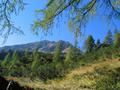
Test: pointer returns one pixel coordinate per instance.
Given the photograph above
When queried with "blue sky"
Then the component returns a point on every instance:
(96, 27)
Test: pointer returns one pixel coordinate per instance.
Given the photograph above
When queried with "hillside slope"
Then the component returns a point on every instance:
(79, 79)
(43, 46)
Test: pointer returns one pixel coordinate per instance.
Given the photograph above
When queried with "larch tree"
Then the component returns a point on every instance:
(78, 13)
(117, 39)
(57, 53)
(108, 38)
(89, 44)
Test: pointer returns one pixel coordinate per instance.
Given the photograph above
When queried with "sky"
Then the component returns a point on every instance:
(96, 27)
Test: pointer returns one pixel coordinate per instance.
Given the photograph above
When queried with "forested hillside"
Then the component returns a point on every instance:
(45, 67)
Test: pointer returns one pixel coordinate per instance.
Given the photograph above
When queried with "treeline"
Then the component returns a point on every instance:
(52, 65)
(37, 64)
(109, 40)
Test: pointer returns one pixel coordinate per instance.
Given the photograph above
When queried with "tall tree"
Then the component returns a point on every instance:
(108, 38)
(117, 39)
(14, 60)
(5, 62)
(89, 43)
(35, 62)
(77, 11)
(57, 53)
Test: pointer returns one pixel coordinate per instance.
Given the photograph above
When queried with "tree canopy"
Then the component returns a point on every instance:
(78, 12)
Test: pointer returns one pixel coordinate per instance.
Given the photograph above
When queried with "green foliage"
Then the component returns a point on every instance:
(89, 44)
(57, 53)
(117, 39)
(108, 79)
(109, 38)
(70, 56)
(5, 62)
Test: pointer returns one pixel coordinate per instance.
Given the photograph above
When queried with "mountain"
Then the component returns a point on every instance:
(43, 46)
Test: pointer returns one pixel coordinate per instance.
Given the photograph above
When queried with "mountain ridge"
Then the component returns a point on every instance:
(43, 46)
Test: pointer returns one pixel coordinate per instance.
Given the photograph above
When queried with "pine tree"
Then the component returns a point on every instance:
(98, 43)
(117, 39)
(57, 53)
(108, 38)
(89, 44)
(14, 60)
(70, 56)
(35, 62)
(6, 60)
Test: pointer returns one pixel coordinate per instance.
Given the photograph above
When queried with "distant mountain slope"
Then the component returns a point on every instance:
(43, 46)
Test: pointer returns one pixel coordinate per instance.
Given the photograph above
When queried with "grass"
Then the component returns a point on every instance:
(78, 79)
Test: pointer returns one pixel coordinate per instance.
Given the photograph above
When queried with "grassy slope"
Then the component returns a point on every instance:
(78, 79)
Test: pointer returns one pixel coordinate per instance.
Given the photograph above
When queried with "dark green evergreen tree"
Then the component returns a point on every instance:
(117, 39)
(57, 53)
(89, 43)
(70, 56)
(108, 38)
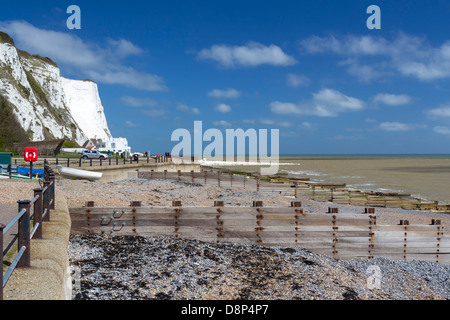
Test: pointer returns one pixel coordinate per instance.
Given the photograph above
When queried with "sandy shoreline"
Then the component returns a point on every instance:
(163, 192)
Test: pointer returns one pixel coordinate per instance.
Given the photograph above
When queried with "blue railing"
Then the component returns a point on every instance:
(41, 204)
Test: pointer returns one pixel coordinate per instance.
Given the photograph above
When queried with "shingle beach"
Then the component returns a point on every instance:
(133, 267)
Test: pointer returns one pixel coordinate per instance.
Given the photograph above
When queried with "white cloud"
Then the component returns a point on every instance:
(124, 48)
(222, 123)
(442, 130)
(271, 122)
(408, 55)
(130, 124)
(187, 109)
(100, 63)
(251, 55)
(325, 103)
(392, 99)
(223, 108)
(138, 102)
(440, 112)
(296, 80)
(229, 93)
(395, 126)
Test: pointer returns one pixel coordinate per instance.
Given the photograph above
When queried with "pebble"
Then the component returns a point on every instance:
(135, 268)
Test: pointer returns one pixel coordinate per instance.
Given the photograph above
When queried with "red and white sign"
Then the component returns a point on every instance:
(30, 154)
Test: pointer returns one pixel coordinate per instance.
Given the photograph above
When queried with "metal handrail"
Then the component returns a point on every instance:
(14, 220)
(13, 265)
(43, 202)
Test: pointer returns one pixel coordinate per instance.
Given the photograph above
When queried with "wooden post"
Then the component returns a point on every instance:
(135, 204)
(46, 199)
(38, 209)
(257, 204)
(218, 179)
(89, 204)
(23, 239)
(2, 226)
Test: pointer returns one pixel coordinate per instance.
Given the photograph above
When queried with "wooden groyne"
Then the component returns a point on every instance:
(297, 188)
(340, 235)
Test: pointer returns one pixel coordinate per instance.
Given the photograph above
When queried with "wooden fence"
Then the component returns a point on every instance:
(324, 192)
(340, 235)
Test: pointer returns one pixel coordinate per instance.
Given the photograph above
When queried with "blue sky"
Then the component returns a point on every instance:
(311, 69)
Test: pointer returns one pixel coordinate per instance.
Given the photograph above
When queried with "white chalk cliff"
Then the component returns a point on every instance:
(47, 105)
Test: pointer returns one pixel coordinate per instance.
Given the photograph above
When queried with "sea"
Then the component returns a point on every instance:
(425, 176)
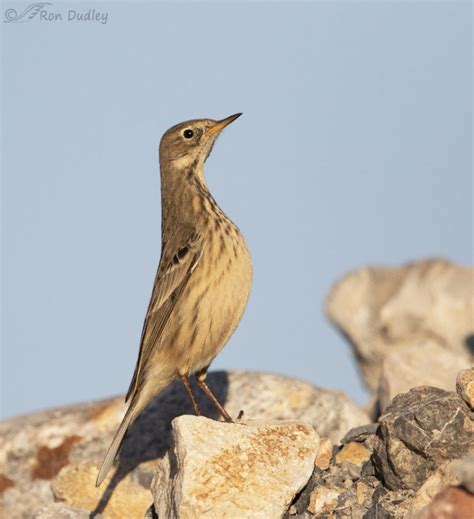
++++++++++
• [To be done]:
Filter the data above, copying every line that contains the word "slope", and treat case as significant.

• [Full answer]:
When queried with "hillside slope"
When queried with "distant mountain slope"
When queried with "grassy slope"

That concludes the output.